#### Selected text
A quick lesson on remainders:

When x is divided by 5, the remainder is 3.
In other words, x is 3 more than a multiple of 5:
x = 5a + 3.

When x is divided by 7, the remainder is 4.
In other words, x is 4 more than a multiple of 7:
x = 7b + 4.

Combined, the statements above imply that when x is divided by 35 -- the LOWEST COMMON MULTIPLE OF 5 AND 7 -- there will be a constant remainder R.
Put another way, x is R more than a multiple of 35:
x = 35c + R.

To determine the value of R:
Make a list of values that satisfy the first statement:
When x is divided by 5, the remainder is 3.
x = 5a + 3 = 3, 8, 13, 18...
Make a list of values that satisfy the second statement:
When x is divided by 7, the remainder is 4.
########
• _Set tasks_:
A) In the remainder lesson, when x is divided by what number is there a constant remainder R?
B) Pick up the remainder lesson after its final sentence and write the next few steps.
#### Excerpted data
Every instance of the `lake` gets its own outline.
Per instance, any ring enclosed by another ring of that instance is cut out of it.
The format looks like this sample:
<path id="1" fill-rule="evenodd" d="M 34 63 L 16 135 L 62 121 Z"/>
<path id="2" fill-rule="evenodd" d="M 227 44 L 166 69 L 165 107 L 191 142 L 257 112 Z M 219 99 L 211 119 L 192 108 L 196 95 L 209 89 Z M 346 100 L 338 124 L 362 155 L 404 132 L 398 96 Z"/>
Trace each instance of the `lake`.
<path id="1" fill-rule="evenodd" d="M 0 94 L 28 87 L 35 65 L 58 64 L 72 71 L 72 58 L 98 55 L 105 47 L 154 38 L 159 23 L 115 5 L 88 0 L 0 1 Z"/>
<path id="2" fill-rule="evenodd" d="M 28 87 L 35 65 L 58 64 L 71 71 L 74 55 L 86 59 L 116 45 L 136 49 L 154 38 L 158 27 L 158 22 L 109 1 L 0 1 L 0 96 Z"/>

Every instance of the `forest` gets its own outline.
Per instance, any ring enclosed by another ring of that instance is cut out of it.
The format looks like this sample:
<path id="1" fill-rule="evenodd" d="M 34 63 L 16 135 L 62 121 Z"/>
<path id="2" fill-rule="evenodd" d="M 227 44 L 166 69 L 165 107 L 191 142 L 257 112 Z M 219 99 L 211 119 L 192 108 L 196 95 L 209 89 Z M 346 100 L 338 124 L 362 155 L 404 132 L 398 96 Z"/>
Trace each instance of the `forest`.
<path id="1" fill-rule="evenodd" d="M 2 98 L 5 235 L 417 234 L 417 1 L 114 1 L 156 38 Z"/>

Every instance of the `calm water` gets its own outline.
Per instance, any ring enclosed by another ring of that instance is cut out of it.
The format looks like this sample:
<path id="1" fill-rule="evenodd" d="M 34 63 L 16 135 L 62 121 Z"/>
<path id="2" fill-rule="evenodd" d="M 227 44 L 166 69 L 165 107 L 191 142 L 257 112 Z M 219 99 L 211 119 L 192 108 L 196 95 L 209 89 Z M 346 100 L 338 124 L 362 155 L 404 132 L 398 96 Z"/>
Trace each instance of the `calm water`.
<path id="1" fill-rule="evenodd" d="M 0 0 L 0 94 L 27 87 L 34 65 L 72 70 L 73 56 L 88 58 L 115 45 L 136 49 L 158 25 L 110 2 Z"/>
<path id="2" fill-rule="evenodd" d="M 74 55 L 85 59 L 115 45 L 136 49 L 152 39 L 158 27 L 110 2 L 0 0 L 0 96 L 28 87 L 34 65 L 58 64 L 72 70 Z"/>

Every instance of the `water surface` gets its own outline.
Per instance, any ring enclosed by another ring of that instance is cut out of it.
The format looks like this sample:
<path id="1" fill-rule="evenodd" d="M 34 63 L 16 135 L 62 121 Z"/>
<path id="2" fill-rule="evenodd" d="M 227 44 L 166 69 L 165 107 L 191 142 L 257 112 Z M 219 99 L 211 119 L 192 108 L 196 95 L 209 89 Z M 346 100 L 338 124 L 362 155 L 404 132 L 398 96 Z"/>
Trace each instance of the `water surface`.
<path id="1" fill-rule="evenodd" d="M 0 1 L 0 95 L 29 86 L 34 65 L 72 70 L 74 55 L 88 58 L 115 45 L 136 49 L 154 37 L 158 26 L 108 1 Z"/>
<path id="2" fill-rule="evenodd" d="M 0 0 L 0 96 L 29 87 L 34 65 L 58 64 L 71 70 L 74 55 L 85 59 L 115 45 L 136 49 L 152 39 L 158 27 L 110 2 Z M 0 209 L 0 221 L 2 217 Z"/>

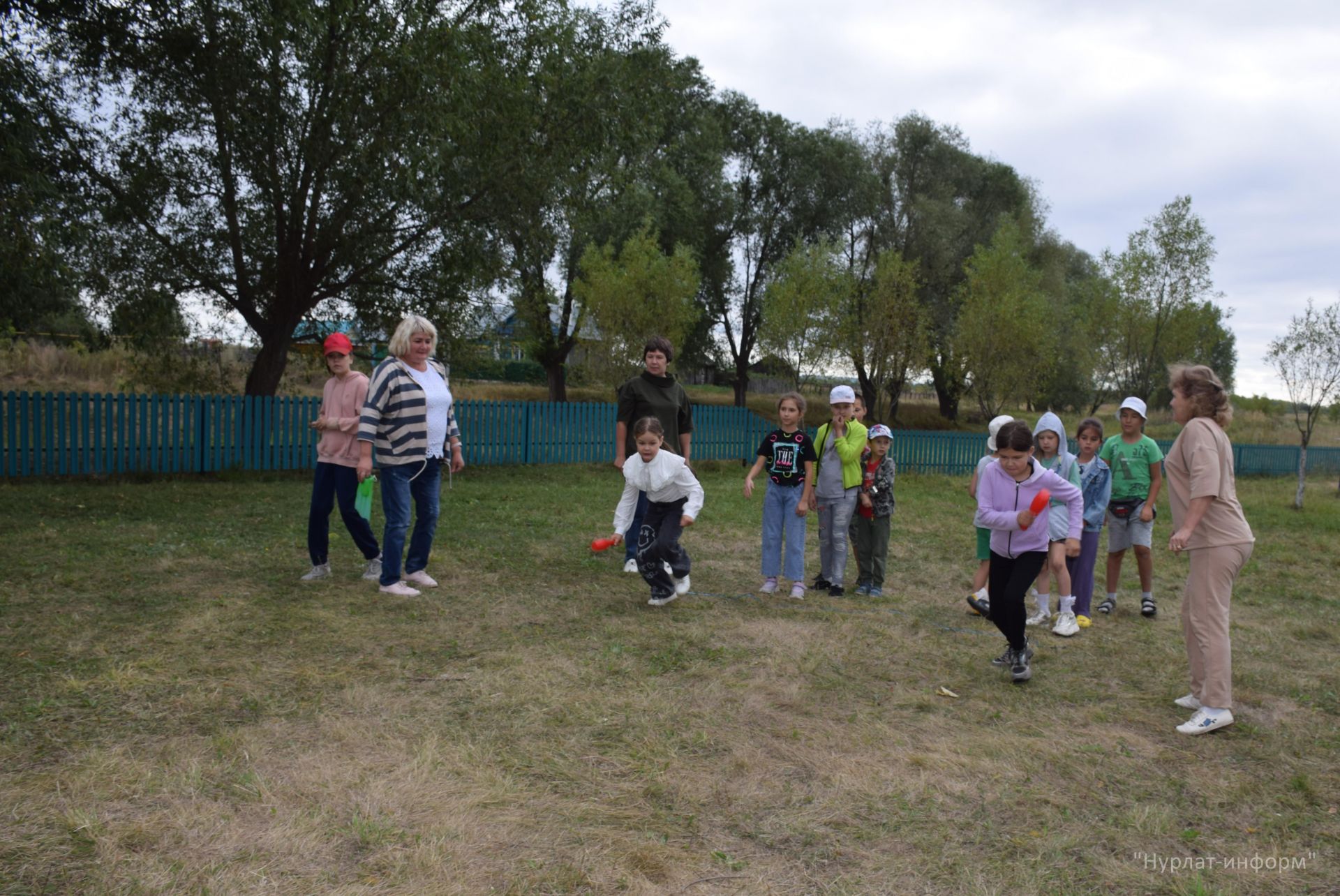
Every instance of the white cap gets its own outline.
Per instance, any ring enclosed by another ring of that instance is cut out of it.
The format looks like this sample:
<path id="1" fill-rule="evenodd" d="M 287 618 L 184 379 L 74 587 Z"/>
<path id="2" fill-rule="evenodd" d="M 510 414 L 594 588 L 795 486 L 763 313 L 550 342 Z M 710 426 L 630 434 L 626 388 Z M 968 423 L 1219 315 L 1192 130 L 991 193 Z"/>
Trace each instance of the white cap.
<path id="1" fill-rule="evenodd" d="M 1146 421 L 1150 419 L 1150 415 L 1144 413 L 1146 411 L 1144 402 L 1142 402 L 1140 399 L 1135 398 L 1135 395 L 1131 395 L 1128 399 L 1126 399 L 1124 402 L 1122 402 L 1122 410 L 1126 410 L 1127 407 L 1130 407 L 1132 411 L 1135 411 L 1136 414 L 1139 414 L 1140 418 L 1143 418 Z"/>
<path id="2" fill-rule="evenodd" d="M 1001 431 L 1001 427 L 1005 426 L 1006 423 L 1013 423 L 1013 422 L 1014 418 L 1010 417 L 1009 414 L 1001 414 L 1000 417 L 992 418 L 992 422 L 986 425 L 986 431 L 990 433 L 990 435 L 986 437 L 988 451 L 996 450 L 996 434 Z"/>

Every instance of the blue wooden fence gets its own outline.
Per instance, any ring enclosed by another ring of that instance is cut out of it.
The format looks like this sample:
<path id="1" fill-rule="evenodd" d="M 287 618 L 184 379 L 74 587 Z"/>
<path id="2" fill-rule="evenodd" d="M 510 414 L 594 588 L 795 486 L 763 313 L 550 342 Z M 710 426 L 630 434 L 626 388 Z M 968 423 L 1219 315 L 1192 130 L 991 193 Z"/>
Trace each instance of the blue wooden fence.
<path id="1" fill-rule="evenodd" d="M 0 396 L 0 475 L 310 469 L 318 434 L 307 425 L 319 404 L 319 398 L 8 392 Z M 614 457 L 614 404 L 460 400 L 456 407 L 470 466 Z M 693 418 L 693 455 L 702 461 L 753 459 L 773 426 L 724 404 L 695 404 Z M 966 475 L 984 441 L 976 433 L 898 430 L 891 453 L 900 470 Z M 1167 451 L 1171 442 L 1159 445 Z M 1292 475 L 1298 449 L 1237 445 L 1234 463 L 1244 475 Z M 1340 449 L 1309 449 L 1308 469 L 1340 471 Z"/>

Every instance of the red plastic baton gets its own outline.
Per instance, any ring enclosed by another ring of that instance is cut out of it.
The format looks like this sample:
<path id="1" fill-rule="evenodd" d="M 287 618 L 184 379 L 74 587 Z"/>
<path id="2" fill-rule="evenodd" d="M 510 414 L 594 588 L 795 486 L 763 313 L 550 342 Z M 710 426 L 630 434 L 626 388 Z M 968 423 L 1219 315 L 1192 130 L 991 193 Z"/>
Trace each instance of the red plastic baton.
<path id="1" fill-rule="evenodd" d="M 1052 500 L 1052 493 L 1048 492 L 1047 489 L 1043 489 L 1041 492 L 1033 496 L 1033 502 L 1028 505 L 1028 512 L 1036 517 L 1038 513 L 1047 509 L 1047 502 L 1051 500 Z M 1022 528 L 1028 529 L 1028 526 Z"/>

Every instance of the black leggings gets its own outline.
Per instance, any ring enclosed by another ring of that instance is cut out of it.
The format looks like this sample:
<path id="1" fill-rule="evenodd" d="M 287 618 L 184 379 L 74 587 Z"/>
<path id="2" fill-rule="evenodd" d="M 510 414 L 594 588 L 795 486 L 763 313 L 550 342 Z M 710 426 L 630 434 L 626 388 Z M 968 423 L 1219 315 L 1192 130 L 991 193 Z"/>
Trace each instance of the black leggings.
<path id="1" fill-rule="evenodd" d="M 992 621 L 1014 650 L 1024 650 L 1028 638 L 1024 635 L 1024 595 L 1037 579 L 1047 563 L 1045 550 L 1029 550 L 1017 557 L 1002 557 L 992 552 L 992 573 L 988 593 L 992 601 Z"/>

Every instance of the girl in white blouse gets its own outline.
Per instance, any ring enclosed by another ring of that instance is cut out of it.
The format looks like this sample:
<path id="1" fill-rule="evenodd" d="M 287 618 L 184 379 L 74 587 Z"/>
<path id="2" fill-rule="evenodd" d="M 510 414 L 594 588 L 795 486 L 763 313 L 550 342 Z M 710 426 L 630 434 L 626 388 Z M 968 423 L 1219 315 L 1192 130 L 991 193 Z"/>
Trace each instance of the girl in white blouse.
<path id="1" fill-rule="evenodd" d="M 623 465 L 623 497 L 614 510 L 615 544 L 632 522 L 638 493 L 647 493 L 647 516 L 638 530 L 638 572 L 651 585 L 653 607 L 662 607 L 689 591 L 689 553 L 679 534 L 702 510 L 702 485 L 689 463 L 673 451 L 662 451 L 661 421 L 643 417 L 632 425 L 635 458 Z"/>

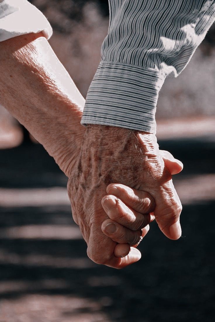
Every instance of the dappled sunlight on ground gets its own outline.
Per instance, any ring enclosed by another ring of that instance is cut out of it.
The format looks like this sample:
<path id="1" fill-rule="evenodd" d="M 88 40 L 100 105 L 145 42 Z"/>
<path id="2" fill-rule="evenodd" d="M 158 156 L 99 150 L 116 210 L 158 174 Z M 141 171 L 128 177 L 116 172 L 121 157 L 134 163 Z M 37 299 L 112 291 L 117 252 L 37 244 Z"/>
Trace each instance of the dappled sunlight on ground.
########
• _Outputs for the tasks_:
A) 35, the lowest common multiple of 5 and 7.

B)
x = 7b + 4 = 4, 11, 18...
The value of R is the SMALLEST VALUE COMMON TO BOTH LISTS:
R = 18.

Putting it all together:
x = 35c + 18.

Another example:
When x is divided by 3, the remainder is 1.
x = 3a + 1 = 1, 4, 7, 10, 13...
When x is divided by 11, the remainder is 2.
x = 11b + 2 = 2, 13...

Thus, when x is divided by 33 -- the LCM of 3 and 11 -- the remainder will be 13 (the smallest value common to both lists).
x = 33c + 13 = 13, 46, 79...

Onto the problem at hand:

ziyuenlau wrote:x is a positive integer less than 500. When x is divided by 7, the remainder is 1; when x is divided by 3, the remainder is 2. How many x are there?

A. 21
B. 22
C. 23
D. 24
E. 25

When x is divided by 7, the remainder is 1.
x = 7a + 1 = 1, 8...
When x is divided by 3, the remainder is 2.
x = 3b + 2 = 2, 5, 8...

Thus, when x is divided by 21 -- the LCM of 7 and 3 -- the remainder will be 8 (the smallest value common to both lists).
x = 21c + 8.

Since x must be less than 500, we get:
21c + 8 < 500
21c < 492
c < 23.4.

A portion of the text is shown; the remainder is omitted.